++++ EXERCISE INPUTS

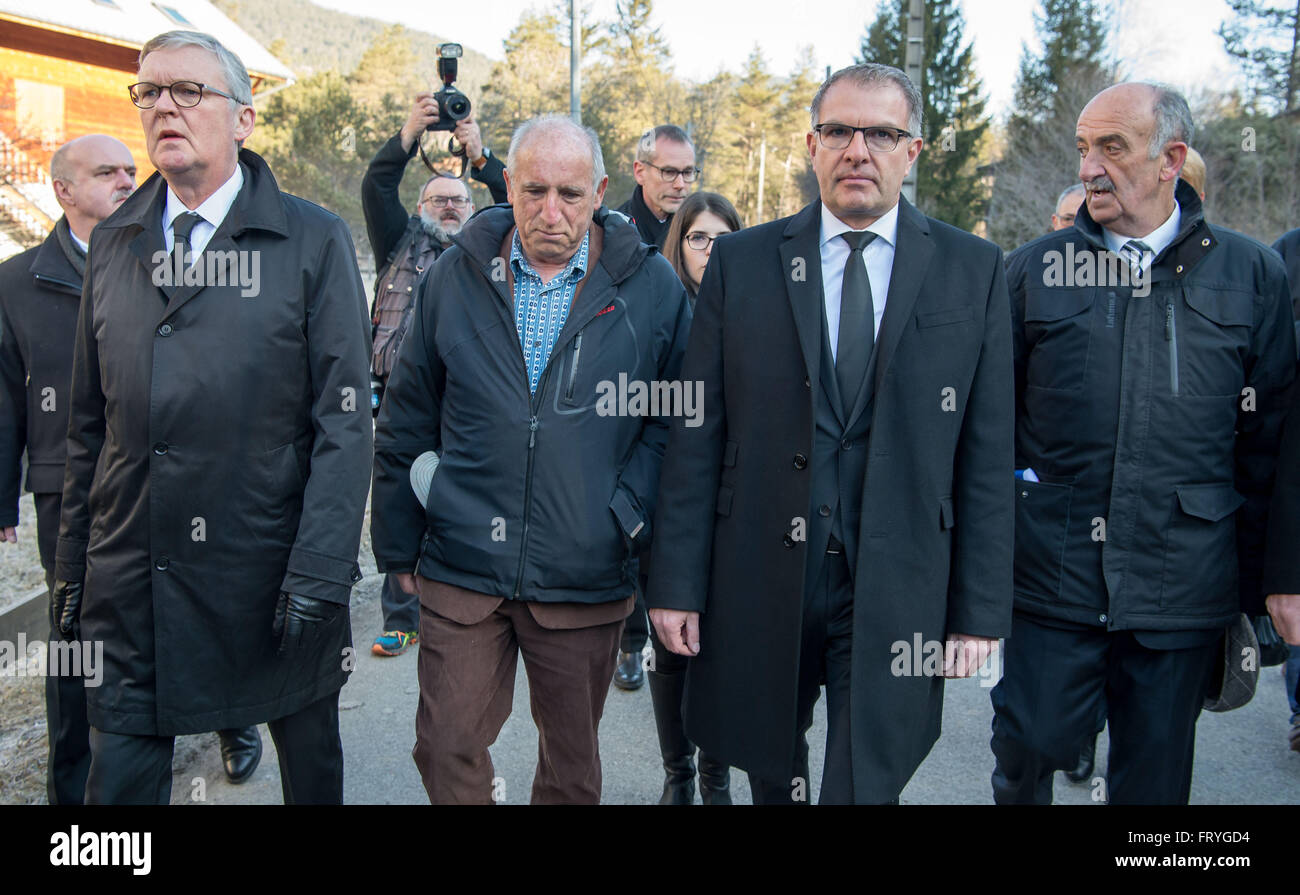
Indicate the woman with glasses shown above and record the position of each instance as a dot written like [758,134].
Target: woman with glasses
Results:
[702,217]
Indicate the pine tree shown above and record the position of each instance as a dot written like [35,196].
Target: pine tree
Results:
[954,121]
[1265,39]
[1052,87]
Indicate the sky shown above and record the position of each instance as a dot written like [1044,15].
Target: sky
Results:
[707,35]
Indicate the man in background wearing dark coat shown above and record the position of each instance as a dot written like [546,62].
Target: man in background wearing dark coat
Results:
[39,294]
[219,448]
[664,169]
[404,247]
[1152,357]
[840,515]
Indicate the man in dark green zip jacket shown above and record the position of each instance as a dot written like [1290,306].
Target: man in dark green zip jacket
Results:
[541,367]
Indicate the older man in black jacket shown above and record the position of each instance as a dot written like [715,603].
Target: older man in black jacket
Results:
[1152,357]
[532,337]
[219,448]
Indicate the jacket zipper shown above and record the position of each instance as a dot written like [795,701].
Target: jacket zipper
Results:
[1171,337]
[577,349]
[528,474]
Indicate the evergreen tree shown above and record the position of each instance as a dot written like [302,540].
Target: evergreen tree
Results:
[954,121]
[1265,39]
[1039,156]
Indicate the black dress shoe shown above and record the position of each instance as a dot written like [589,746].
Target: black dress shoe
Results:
[629,674]
[1087,760]
[241,752]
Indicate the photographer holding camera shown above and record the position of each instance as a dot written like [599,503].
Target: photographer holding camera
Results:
[404,246]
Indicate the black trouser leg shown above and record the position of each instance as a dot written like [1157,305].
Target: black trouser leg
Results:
[66,727]
[128,769]
[1155,697]
[311,753]
[822,605]
[401,609]
[1044,707]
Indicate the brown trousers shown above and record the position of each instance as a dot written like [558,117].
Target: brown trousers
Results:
[469,644]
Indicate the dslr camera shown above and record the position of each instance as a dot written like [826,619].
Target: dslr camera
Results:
[453,106]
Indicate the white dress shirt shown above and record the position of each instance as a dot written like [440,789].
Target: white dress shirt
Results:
[212,211]
[1156,240]
[878,256]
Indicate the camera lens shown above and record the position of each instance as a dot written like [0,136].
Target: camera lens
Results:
[458,107]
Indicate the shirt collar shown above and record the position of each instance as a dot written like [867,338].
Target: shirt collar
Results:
[1156,240]
[884,227]
[213,208]
[576,266]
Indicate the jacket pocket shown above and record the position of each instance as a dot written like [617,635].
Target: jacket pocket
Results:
[1212,336]
[1041,526]
[1200,549]
[945,316]
[1058,329]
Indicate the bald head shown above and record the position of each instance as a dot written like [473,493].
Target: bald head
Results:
[1132,142]
[92,176]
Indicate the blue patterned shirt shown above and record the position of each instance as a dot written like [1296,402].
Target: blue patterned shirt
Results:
[542,308]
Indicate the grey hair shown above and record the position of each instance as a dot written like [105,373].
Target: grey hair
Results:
[550,124]
[1173,119]
[1065,193]
[233,69]
[872,74]
[649,141]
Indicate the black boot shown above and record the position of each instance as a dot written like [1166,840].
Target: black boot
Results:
[1087,760]
[679,765]
[241,751]
[714,782]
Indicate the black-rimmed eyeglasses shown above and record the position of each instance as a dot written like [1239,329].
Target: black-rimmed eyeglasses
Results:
[698,241]
[186,94]
[882,139]
[670,174]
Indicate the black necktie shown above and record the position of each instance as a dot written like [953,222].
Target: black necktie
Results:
[857,321]
[181,229]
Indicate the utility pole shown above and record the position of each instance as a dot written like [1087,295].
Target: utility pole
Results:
[575,64]
[914,63]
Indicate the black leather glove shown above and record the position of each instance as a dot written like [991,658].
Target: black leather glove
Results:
[300,621]
[66,610]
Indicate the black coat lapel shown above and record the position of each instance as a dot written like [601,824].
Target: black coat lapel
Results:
[911,262]
[801,268]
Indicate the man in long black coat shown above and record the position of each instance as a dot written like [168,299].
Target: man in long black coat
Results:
[843,513]
[219,448]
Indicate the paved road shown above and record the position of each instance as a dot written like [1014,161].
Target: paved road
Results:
[1240,756]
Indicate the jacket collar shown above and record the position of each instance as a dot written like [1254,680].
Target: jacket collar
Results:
[51,263]
[1181,255]
[801,260]
[258,207]
[620,256]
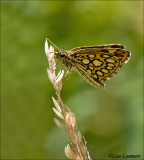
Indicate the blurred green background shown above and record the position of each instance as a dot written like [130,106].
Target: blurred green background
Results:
[110,121]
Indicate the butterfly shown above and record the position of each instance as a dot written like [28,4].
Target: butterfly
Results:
[95,63]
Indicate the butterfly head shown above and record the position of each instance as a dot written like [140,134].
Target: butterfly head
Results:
[61,53]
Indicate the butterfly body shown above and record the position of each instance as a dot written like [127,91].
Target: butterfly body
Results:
[95,63]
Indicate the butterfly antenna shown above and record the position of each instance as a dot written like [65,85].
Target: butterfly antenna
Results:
[52,43]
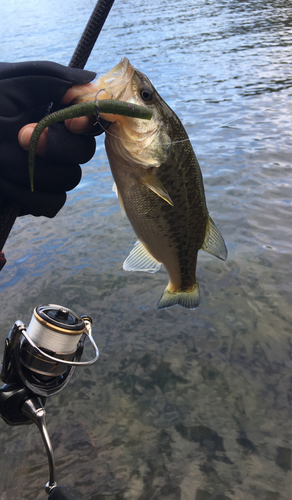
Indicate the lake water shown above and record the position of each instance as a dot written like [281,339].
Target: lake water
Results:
[182,405]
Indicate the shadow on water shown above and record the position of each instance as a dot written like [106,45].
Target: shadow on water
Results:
[182,405]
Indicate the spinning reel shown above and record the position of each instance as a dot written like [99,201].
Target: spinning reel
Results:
[38,362]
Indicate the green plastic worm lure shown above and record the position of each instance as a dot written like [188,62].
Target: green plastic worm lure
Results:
[83,109]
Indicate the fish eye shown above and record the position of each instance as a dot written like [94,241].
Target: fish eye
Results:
[146,94]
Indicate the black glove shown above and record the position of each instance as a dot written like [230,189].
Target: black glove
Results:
[27,91]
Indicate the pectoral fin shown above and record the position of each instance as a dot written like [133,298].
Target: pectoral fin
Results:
[152,182]
[141,260]
[213,242]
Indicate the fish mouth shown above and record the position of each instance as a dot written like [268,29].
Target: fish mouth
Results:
[116,84]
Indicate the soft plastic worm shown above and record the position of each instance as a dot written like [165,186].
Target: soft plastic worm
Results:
[83,109]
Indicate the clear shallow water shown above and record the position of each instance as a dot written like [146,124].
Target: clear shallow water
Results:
[182,405]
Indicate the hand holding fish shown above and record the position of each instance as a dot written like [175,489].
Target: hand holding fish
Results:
[158,181]
[160,187]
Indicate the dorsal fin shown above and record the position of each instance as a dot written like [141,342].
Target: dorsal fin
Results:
[140,259]
[213,242]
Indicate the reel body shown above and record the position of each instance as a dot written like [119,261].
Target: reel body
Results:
[38,362]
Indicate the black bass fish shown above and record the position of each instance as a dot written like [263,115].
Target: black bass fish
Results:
[160,186]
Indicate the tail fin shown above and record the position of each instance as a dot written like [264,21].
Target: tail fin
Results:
[189,299]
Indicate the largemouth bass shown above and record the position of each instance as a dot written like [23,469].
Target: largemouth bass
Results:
[159,184]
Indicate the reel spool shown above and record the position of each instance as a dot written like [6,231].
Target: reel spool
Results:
[45,355]
[55,331]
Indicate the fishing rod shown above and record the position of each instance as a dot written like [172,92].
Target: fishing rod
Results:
[40,360]
[78,60]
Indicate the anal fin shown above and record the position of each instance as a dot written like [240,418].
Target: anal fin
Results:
[140,259]
[121,203]
[189,299]
[213,242]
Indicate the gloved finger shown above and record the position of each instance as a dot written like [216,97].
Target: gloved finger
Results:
[24,136]
[49,175]
[32,84]
[36,203]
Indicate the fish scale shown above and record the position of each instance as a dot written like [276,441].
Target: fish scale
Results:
[160,187]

++++++++

» TASK DESCRIPTION:
Across the listing, how many lines hold "bald"? The answer must be the number only.

» EXERCISE RESPONSE:
2